* START Text passage *
0

I'm using Hamcrest for asserting in my tests. The below snippet works for other string comparisons, however below statement is failing because of some random character(?) at 0th place in the object value array as shown in attached image below.

assertThat("failure, Publication did not match", book.getPublication(), is("Bloomsbury Publishing"));

Here is the result:

java.lang.AssertionError: failure, Publication did not match
Expected: is "Bloomsbury Publishing"
     but: was "‎Bloomsbury Publishing"
Expected :Bloomsbury Publishing
Actual   :‎Bloomsbury Publishing

Value array for object returned

If it helps, Book is an extended JPA entity from Product entity where Product has annotation @Inheritance( strategy = InheritanceType.JOINED ).
* END Text passage *
* START Stored rows *
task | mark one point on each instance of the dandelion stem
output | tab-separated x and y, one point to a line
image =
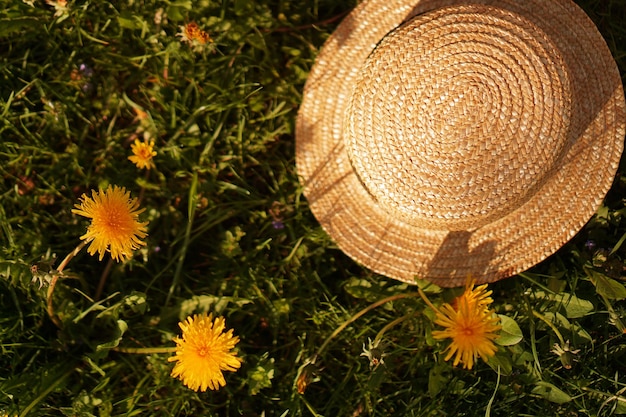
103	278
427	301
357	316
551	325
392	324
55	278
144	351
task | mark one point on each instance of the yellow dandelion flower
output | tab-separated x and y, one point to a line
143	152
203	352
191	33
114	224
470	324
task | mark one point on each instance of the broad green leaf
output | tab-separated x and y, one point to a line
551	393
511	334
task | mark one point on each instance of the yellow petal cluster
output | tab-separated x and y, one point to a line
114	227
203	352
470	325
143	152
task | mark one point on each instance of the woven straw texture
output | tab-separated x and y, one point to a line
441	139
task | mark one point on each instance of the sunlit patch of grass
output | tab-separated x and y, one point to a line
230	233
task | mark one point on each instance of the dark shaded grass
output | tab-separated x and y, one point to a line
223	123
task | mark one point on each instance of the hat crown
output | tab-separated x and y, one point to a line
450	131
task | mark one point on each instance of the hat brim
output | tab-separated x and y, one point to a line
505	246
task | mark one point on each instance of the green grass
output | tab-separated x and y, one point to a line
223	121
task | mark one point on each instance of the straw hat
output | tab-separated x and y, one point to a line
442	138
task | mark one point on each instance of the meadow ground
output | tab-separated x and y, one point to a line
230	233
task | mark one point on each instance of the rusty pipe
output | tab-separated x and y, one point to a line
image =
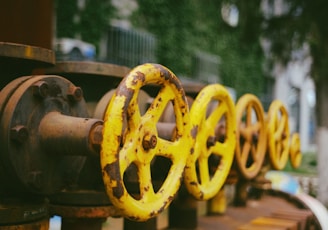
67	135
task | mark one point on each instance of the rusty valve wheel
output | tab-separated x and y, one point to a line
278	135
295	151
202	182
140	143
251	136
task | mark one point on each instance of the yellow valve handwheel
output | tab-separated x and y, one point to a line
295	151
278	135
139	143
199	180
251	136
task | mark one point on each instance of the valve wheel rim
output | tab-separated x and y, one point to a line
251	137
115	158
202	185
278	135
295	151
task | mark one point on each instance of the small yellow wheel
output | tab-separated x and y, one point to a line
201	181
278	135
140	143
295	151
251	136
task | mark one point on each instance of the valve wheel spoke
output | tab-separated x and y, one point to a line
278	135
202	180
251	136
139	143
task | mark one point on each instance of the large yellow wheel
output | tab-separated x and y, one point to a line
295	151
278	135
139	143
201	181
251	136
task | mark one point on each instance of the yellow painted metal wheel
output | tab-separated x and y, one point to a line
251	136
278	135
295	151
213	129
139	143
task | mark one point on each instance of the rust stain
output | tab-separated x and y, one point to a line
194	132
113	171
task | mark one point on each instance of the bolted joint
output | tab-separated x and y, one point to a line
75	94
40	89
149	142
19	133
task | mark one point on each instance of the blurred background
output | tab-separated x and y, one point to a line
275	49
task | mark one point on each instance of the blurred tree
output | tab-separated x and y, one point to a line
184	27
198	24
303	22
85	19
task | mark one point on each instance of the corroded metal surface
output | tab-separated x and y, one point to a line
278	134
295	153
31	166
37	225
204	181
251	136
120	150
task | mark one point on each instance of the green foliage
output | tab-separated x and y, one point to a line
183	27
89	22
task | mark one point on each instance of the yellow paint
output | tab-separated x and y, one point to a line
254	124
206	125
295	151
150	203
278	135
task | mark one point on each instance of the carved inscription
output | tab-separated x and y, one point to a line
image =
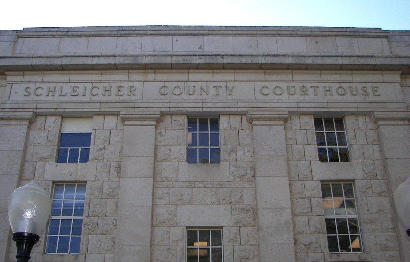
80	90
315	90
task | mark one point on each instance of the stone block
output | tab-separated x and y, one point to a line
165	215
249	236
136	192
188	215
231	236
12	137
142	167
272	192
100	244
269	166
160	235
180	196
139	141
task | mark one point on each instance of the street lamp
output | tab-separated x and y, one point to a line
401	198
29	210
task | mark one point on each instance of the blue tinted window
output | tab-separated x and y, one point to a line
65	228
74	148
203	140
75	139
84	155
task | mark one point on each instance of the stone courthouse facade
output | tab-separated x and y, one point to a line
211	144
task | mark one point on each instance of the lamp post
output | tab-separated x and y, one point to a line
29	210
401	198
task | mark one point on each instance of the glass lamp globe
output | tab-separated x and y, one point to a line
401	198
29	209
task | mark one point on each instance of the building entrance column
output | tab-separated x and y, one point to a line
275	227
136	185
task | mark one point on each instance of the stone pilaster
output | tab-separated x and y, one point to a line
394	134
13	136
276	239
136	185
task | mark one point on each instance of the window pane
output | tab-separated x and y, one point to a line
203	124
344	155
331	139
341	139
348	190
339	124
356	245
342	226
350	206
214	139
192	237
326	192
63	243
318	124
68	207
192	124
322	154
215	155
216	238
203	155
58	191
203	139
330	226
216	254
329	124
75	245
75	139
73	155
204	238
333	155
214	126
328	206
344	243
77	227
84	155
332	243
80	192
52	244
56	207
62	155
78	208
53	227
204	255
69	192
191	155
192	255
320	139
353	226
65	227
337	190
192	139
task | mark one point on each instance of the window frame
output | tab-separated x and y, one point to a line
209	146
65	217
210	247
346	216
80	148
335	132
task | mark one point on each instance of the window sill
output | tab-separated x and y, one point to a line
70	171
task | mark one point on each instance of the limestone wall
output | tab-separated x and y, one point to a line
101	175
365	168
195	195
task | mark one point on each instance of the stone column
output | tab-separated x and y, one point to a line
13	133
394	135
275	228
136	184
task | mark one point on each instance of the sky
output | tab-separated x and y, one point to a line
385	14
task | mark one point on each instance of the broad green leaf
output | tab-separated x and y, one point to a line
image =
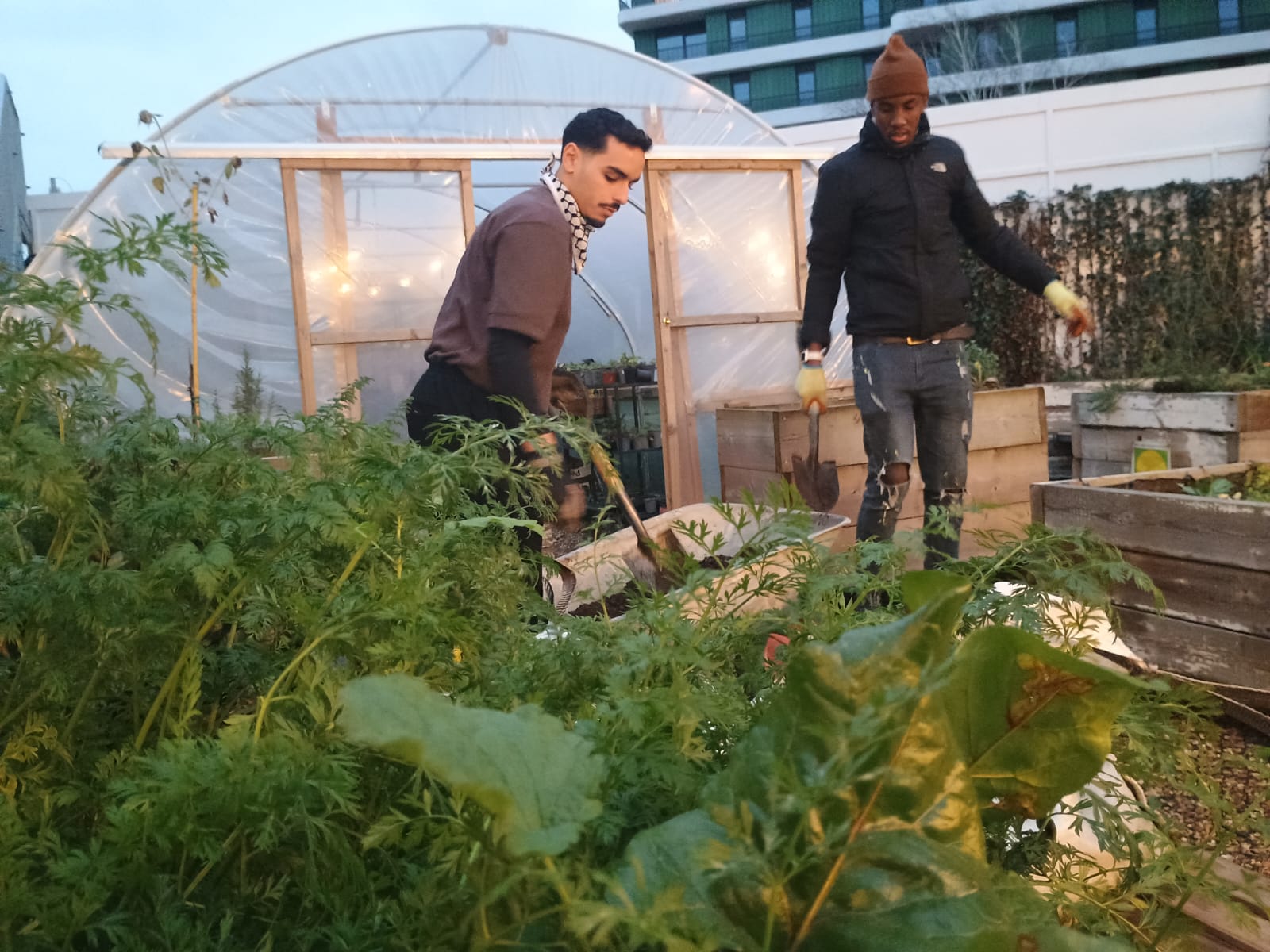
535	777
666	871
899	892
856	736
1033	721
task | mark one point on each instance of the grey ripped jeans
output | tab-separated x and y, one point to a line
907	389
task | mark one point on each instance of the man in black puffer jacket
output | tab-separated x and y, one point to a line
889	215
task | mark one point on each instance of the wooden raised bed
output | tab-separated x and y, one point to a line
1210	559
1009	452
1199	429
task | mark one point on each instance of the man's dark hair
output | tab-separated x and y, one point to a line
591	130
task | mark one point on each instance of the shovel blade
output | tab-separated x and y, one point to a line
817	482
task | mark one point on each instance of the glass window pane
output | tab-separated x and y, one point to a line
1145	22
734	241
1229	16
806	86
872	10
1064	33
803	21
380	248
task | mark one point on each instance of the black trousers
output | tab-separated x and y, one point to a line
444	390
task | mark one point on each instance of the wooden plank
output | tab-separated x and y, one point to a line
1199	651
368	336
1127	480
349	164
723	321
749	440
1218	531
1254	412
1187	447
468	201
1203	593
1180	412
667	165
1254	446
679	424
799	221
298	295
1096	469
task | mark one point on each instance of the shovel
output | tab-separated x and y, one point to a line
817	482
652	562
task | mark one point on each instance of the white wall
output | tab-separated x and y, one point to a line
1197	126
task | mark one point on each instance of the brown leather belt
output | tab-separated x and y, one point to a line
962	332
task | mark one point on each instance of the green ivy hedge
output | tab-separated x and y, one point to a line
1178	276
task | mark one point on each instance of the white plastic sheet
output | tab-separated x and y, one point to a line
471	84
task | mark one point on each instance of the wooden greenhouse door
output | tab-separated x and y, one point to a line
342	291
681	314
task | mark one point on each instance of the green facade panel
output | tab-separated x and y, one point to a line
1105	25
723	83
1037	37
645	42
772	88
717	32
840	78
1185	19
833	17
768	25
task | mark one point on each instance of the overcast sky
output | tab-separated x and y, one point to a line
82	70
* END Stored rows *
* START Stored rows *
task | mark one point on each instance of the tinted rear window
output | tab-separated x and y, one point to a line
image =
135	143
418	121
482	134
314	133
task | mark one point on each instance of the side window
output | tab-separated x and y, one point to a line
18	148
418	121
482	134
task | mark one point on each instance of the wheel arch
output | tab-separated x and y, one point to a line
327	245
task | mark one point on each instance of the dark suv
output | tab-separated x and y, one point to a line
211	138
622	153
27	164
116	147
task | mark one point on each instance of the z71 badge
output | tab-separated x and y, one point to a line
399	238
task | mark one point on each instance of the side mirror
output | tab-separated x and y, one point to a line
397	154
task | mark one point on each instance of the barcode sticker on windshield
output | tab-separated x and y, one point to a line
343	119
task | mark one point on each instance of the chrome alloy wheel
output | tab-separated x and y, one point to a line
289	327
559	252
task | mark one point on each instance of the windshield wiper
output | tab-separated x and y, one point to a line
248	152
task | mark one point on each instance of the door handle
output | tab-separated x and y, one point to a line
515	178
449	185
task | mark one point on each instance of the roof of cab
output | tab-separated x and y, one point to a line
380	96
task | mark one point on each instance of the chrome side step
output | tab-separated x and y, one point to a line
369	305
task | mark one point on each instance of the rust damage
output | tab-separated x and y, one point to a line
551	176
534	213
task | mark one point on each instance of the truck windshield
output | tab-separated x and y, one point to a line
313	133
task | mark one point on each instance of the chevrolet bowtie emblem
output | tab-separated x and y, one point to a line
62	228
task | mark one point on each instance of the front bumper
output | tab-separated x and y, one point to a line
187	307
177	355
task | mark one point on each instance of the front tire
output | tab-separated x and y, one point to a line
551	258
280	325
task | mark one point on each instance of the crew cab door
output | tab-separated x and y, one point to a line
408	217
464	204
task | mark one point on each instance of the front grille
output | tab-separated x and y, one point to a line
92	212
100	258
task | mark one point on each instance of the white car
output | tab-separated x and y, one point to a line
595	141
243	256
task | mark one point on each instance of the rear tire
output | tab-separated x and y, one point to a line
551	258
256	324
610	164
* END Stored rows *
Actions to take =
A. Translate this sentence from the Hamcrest post into Spanish: "I'm using Hamcrest for asserting in my tests."
B. Answer these questions from the Hamcrest post.
(i) What string is the publication expected to be in the assertion?
(ii) Which entity is Book extended from?
(iii) What inheritance strategy does Product's annotation set?
C. Repeat word for word the part of the Hamcrest post starting with "I'm using Hamcrest" and going on through "attached image below.".
The data have no part in this.

Answers per task =
A. Uso Hamcrest para hacer aserciones en mis pruebas.

B.
(i) "Bloomsbury Publishing"
(ii) The Product entity
(iii) InheritanceType.JOINED

C.
I'm using Hamcrest for asserting in my tests. The below snippet works for other string comparisons, however below statement is failing because of some random character(?) at 0th place in the object value array as shown in attached image below.